● **AVAILABLE DATA**
☆ ☆ ☆ ☆ ☆ ☆ ☆

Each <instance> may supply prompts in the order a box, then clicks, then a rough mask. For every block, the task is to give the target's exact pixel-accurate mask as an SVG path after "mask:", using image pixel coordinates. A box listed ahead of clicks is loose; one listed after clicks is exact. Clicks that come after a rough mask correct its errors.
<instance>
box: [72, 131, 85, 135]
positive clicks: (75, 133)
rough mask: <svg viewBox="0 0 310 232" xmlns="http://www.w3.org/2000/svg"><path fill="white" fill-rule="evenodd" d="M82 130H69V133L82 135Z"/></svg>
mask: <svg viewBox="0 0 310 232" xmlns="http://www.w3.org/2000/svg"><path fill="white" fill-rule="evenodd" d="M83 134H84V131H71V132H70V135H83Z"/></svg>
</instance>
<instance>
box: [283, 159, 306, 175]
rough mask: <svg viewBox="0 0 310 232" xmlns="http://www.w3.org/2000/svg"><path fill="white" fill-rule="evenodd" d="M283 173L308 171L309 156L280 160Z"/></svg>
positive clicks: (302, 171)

☆ ☆ ☆ ☆ ☆ ☆ ☆

Please render all of the data above as a numbered list, one line per item, with blank lines left out.

1. Each <instance> may supply prompts in the order a box, then clicks, then a rough mask. For every block, the task is to give the target's exact pixel-accurate mask as an SVG path after "mask:", using image pixel coordinates. A box listed ahead of clicks is loose; one listed after clicks is exact. Clicks that come after a rough mask correct its errors.
2. <instance>
3. box: [72, 131, 85, 135]
4. positive clicks: (75, 133)
5. rough mask: <svg viewBox="0 0 310 232" xmlns="http://www.w3.org/2000/svg"><path fill="white" fill-rule="evenodd" d="M82 130H69V133L82 135Z"/></svg>
6. mask: <svg viewBox="0 0 310 232" xmlns="http://www.w3.org/2000/svg"><path fill="white" fill-rule="evenodd" d="M83 134H84V131H71V132H70V135H83Z"/></svg>
7. </instance>
8. <instance>
9. box: [283, 159, 306, 175]
10. rough mask: <svg viewBox="0 0 310 232" xmlns="http://www.w3.org/2000/svg"><path fill="white" fill-rule="evenodd" d="M283 173L308 171L309 156L280 160Z"/></svg>
11. positive clicks: (302, 171)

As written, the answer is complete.